INFORMATION SUPPLIED start

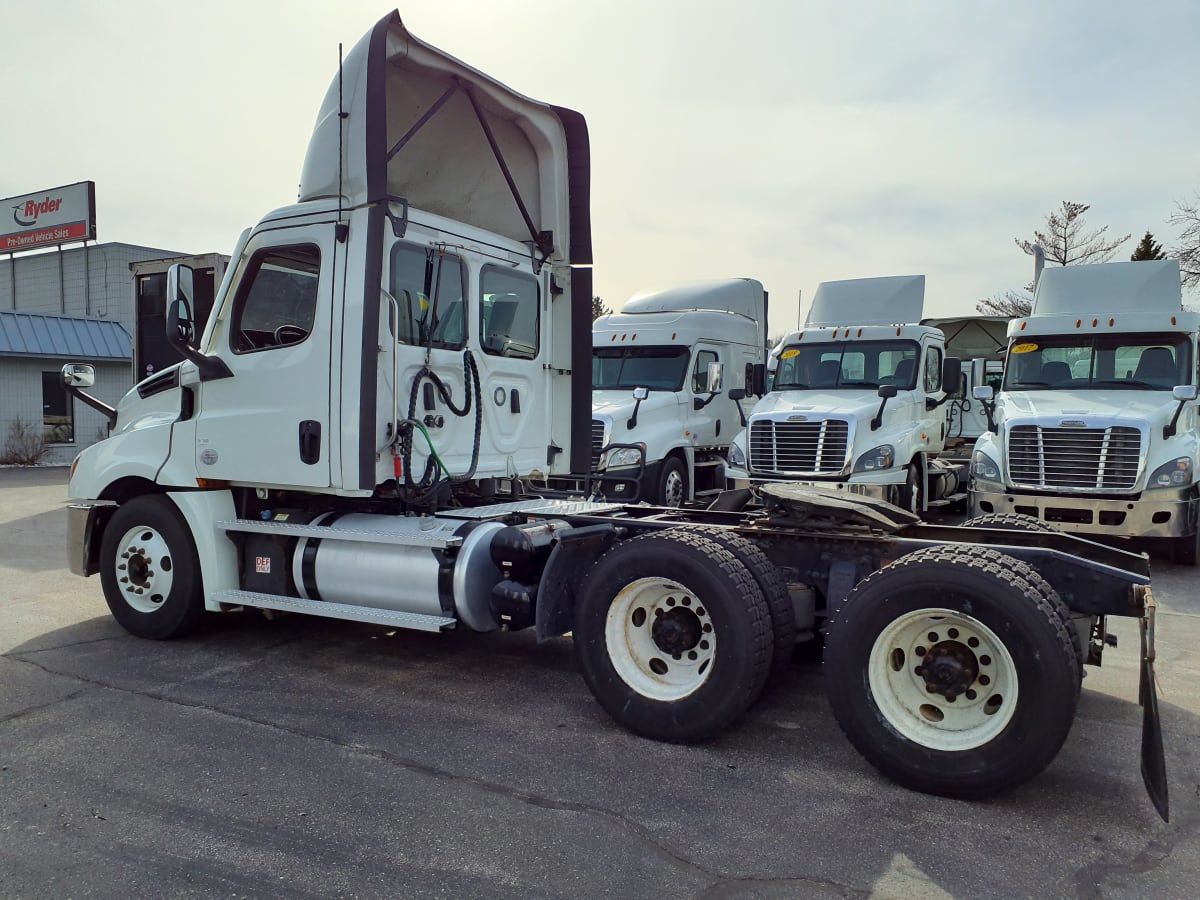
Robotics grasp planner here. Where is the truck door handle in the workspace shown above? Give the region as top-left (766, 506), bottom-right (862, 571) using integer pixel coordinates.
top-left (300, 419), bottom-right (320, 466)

INFORMATION SUPPLIED end
INFORMATION SUPPLIED start

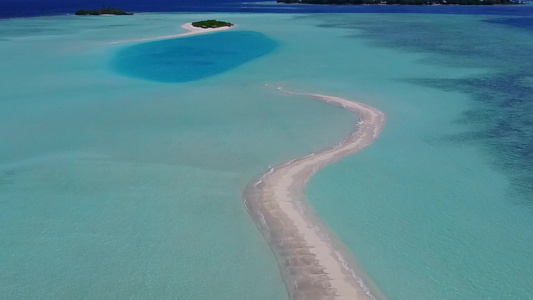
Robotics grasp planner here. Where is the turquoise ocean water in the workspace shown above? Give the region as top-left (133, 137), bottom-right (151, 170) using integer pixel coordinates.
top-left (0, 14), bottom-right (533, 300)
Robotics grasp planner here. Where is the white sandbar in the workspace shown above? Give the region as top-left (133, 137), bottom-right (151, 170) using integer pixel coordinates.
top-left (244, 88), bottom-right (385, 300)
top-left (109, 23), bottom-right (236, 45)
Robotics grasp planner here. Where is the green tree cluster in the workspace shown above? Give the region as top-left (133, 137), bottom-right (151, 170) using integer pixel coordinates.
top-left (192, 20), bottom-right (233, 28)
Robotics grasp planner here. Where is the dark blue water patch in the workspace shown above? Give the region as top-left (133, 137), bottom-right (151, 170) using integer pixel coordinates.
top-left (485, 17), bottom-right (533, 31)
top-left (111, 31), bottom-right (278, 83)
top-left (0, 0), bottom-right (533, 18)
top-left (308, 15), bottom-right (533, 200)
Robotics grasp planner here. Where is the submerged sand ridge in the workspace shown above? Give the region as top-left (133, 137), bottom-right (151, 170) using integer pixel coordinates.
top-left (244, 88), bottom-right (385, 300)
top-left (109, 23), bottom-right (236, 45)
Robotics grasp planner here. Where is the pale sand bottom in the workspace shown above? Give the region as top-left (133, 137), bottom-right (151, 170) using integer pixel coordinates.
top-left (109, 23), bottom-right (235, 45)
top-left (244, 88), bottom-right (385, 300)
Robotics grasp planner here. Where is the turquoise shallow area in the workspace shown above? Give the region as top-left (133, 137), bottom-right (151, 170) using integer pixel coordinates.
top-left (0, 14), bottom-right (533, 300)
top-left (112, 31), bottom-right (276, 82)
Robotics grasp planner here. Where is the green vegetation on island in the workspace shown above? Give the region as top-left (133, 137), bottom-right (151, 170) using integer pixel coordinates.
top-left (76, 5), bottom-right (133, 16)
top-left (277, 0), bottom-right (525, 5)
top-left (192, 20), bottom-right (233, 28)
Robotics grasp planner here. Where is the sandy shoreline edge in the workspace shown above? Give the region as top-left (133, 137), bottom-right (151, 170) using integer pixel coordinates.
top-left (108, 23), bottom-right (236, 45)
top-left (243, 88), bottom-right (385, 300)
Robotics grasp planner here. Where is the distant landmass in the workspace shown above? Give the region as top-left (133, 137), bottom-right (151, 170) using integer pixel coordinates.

INFORMATION SUPPLIED end
INFORMATION SUPPLIED start

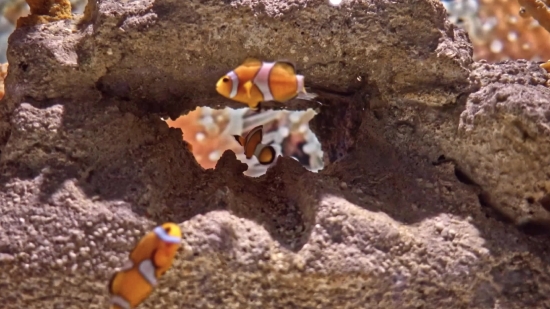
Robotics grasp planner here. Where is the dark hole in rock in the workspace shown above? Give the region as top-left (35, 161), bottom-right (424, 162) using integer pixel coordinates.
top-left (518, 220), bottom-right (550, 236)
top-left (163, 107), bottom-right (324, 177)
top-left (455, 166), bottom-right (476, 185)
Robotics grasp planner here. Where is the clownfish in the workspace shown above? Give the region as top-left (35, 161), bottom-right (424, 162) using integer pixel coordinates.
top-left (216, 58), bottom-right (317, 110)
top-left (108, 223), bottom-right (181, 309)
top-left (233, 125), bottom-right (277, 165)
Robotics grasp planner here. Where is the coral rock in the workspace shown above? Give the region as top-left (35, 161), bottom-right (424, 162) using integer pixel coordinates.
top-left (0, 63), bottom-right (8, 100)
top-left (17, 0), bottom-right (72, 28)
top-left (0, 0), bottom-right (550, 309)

INFORMATION SUPPLIED end

● **TASK TO CARRY OUT**
Please report how many lines of the records contain the string "dark", matching case exactly. Reply with the number alone.

● **FULL RESPONSE**
2